Journalistes réfugiés en France : faut-il changer de métier pour survivre ?

Fuyant la répression dans leur pays d’origine pour trouver refuge à Paris, d’innombrables journalistes se retrouvent confrontés au problème du chômage. Le métier de journaliste en France est-il réservé aux Français ou ressortissants d’école de journalisme en France ? Samy Daina, caricaturiste et dessinateur de presse réfugié politique à Paris depuis 2008, nous raconte son expérience.

Arrivé à Paris en plein hiver de l’année 2008, Samy Daina a été accueilli par la Maison des journalistes. Une association qui accorde logement et accompagnement pour une durée de six mois aux journalistes réfugiés en France. Samy a obtenu son statut de réfugié politique il y a 6 ans. Et depuis, il vivote et peine à tirer son épingle du jeu. Ce dessinateur de presse est le seul des quatre anciens résidents de la Maison des journalistes que nous avons contactés qui a accepté de répondre à nos questions.

Qui est Samy Daina

Né à Ndjamena au Tchad le 23 janvier 1982, Samy Daina a passé une bonne partie de son enfance en République démocratique du Congo ex-Zaïre. C’est dans ce pays qu’il a appris le dessin. De retour dans son Tchad natal en 1999, il est vite repéré et recruté comme caricaturiste par le journal  « Ndjamena bi-hebdo ».deby2

Samy collabore en même temps avec plusieurs journaux de son pays et devient membre de l’Association ABC (Atelier Bulles du Chari) qui regroupe tous les bédéistes de la région. Il participe ensuite à l’album collectif  » La grande épopée du Tchad  » et sera invité au Festival d’Angoulême en 2006. En plus du travail qu’il fait pour le compte de journaux du Tchad, il anime son propre blog de dessin, (Le blog se Samy Daina).

* * *

Consignes =>
• A. Recopiez le passage de l'article sur les journalistes réfugiés qui va de « Fuyant la répression » jusqu'à « à nos questions. ».
• B. D'après l'article sur les journalistes réfugiés, pendant combien de temps la Maison des journalistes accorde-t-elle logement et accompagnement aux journalistes réfugiés en France ?
• C. Les affirmations suivantes concordent-elles avec l'article sur les journalistes réfugiés ? Pour chacune, répondez par oui ou par non et citez les mots décisifs de l'article. (i) Samy Daina est né à Ndjamena le 23 janvier 1982. (ii) Samy Daina a appris le dessin au Tchad. (iii) Samy Daina a été invité au Festival d'Angoulême en 2008.

Jeu de données =>
* * *

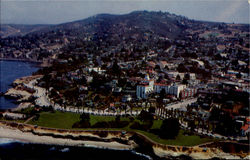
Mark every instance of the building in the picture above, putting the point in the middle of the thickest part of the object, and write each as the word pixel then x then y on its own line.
pixel 145 87
pixel 188 92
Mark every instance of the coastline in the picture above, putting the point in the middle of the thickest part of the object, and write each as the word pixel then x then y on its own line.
pixel 21 60
pixel 107 139
pixel 6 132
pixel 43 135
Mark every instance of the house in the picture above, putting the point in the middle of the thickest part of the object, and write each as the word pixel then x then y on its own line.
pixel 162 64
pixel 126 98
pixel 188 92
pixel 246 128
pixel 145 87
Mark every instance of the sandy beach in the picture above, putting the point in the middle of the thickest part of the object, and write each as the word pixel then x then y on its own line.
pixel 6 132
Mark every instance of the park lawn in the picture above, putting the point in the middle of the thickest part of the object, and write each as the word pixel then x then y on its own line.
pixel 65 120
pixel 181 139
pixel 57 120
pixel 95 119
pixel 157 124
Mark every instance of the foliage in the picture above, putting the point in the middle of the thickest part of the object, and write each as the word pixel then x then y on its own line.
pixel 169 128
pixel 145 116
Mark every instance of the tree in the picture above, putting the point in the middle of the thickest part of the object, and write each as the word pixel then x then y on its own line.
pixel 145 116
pixel 84 117
pixel 169 128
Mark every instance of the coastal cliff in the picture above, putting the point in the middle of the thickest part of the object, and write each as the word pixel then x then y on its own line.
pixel 116 140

* * *

Résultats =>
• A.
Fuyant la répression dans leur pays d’origine pour trouver refuge à Paris, d’innombrables journalistes se retrouvent confrontés au problème du chômage. Le métier de journaliste en France est-il réservé aux Français ou ressortissants d’école de journalisme en France ? Samy Daina, caricaturiste et dessinateur de presse réfugié politique à Paris depuis 2008, nous raconte son expérience.

Arrivé à Paris en plein hiver de l’année 2008, Samy Daina a été accueilli par la Maison des journalistes. Une association qui accorde logement et accompagnement pour une durée de six mois aux journalistes réfugiés en France. Samy a obtenu son statut de réfugié politique il y a 6 ans. Et depuis, il vivote et peine à tirer son épingle du jeu. Ce dessinateur de presse est le seul des quatre anciens résidents de la Maison des journalistes que nous avons contactés qui a accepté de répondre à nos questions.

• B. Pendant six mois.

• C.
(i) Oui : « Né à Ndjamena au Tchad le 23 janvier 1982 ».
(ii) Non : « a passé une bonne partie de son enfance en République démocratique du Congo ex-Zaïre. C’est dans ce pays qu’il a appris le dessin ».
(iii) Non : « sera invité au Festival d’Angoulême en 2006 ».